▶ [Exercise aim]: Only the pictures are to be left out, and the rest of the entries should be reproduced exactly.

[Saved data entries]
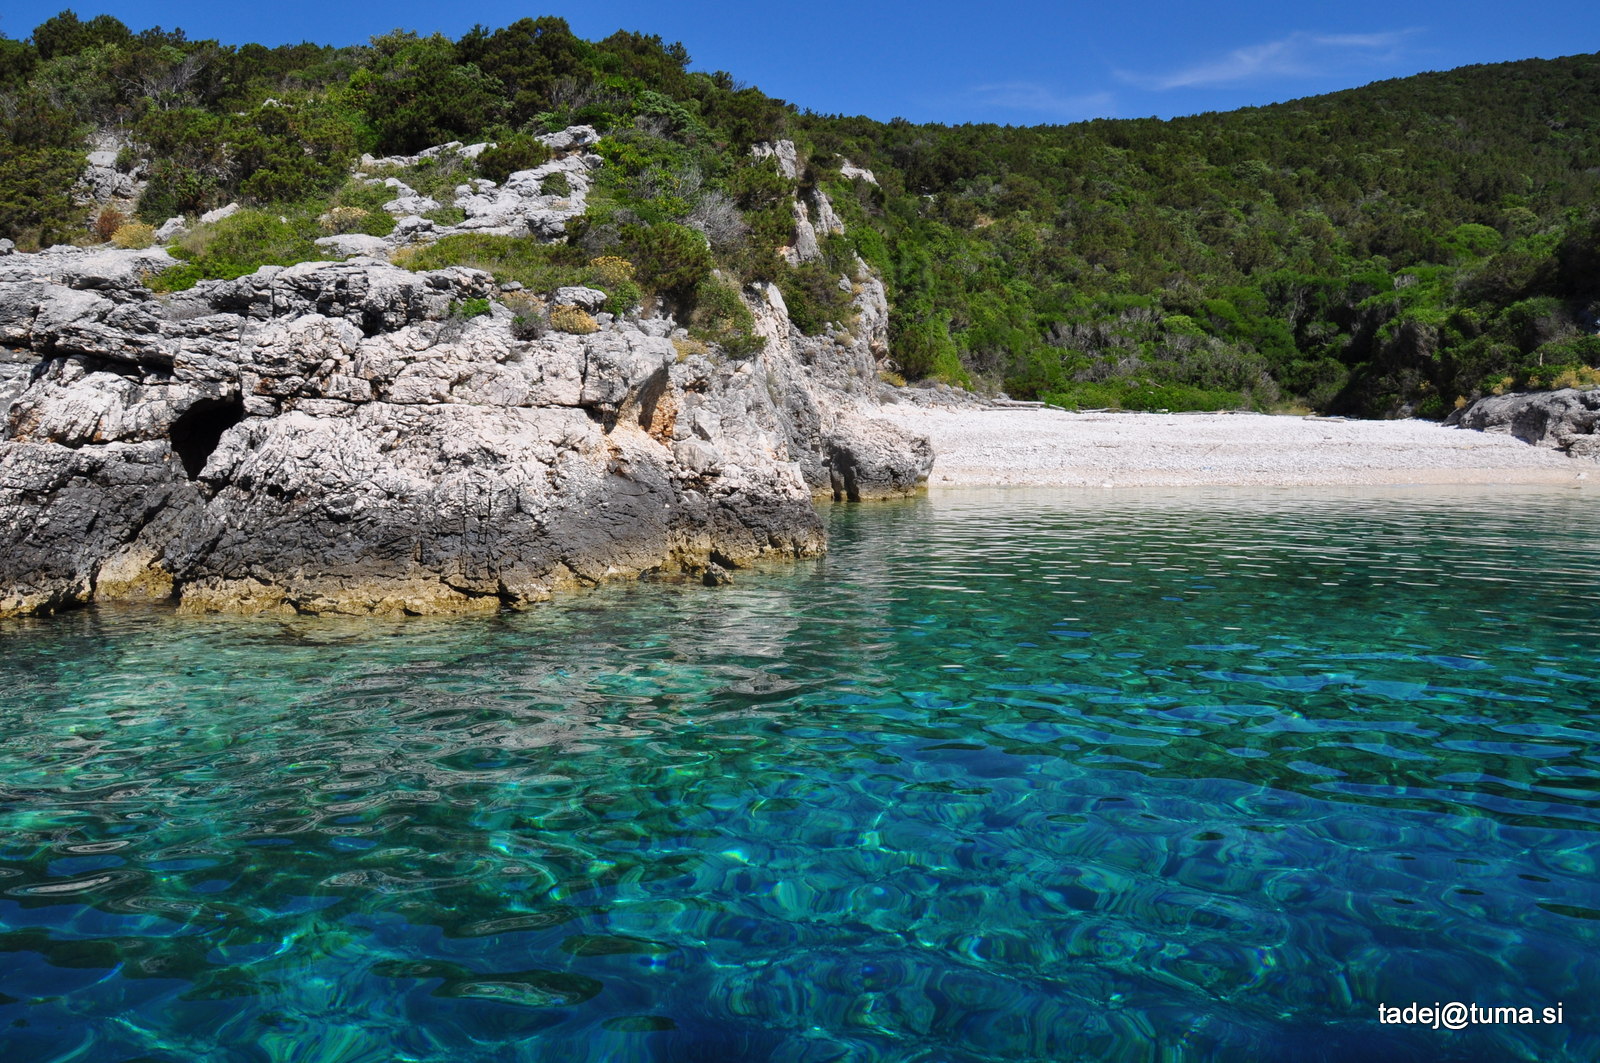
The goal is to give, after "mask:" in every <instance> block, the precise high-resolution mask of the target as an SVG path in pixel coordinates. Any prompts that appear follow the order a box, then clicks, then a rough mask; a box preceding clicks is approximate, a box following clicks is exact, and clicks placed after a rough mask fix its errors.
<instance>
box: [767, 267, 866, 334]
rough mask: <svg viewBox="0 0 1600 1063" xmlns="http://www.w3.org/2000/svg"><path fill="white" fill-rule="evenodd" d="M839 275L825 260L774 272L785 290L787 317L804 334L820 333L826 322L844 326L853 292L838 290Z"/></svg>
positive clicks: (849, 316) (780, 289)
mask: <svg viewBox="0 0 1600 1063" xmlns="http://www.w3.org/2000/svg"><path fill="white" fill-rule="evenodd" d="M838 277H840V274H838V272H837V271H832V269H829V267H827V264H826V263H805V264H803V266H794V267H789V269H779V271H778V272H776V277H774V280H776V283H778V290H779V291H782V293H784V304H786V306H787V307H789V320H792V322H794V323H795V328H798V330H800V331H803V333H805V335H806V336H814V335H818V333H821V331H822V330H824V328H826V327H827V323H829V322H835V323H840V325H843V323H845V320H846V319H848V317H850V315H851V306H850V299H851V295H853V293H850V291H842V290H840V287H838Z"/></svg>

▶ [Task solution]:
The goal is to give, after "mask:" in every <instance> block, the precise high-resolution mask of the target as an SVG path in pixel coordinates. Any prompts that appear follow the order a box, then clicks, then a rough mask; a box preceding clicks is approximate, a box following clicks is exact, and clicks placed after a rough mask fix its errors.
<instance>
box: [767, 267, 866, 334]
rough mask: <svg viewBox="0 0 1600 1063" xmlns="http://www.w3.org/2000/svg"><path fill="white" fill-rule="evenodd" d="M839 275L825 260L774 272L785 290L787 317L804 334L820 333L826 322L844 326L853 292L838 290Z"/></svg>
positive clicks: (849, 316) (780, 289)
mask: <svg viewBox="0 0 1600 1063" xmlns="http://www.w3.org/2000/svg"><path fill="white" fill-rule="evenodd" d="M838 277H840V274H838V272H837V271H832V269H829V267H827V264H826V263H805V264H803V266H794V267H789V269H779V271H778V272H776V277H774V280H776V283H778V290H779V291H782V293H784V304H786V306H787V307H789V320H792V322H794V323H795V328H798V330H800V331H803V333H805V335H806V336H814V335H818V333H821V331H822V330H824V328H826V327H827V323H829V322H835V323H840V325H843V323H845V320H846V319H848V317H850V315H851V306H850V299H851V295H853V293H850V291H842V290H840V287H838Z"/></svg>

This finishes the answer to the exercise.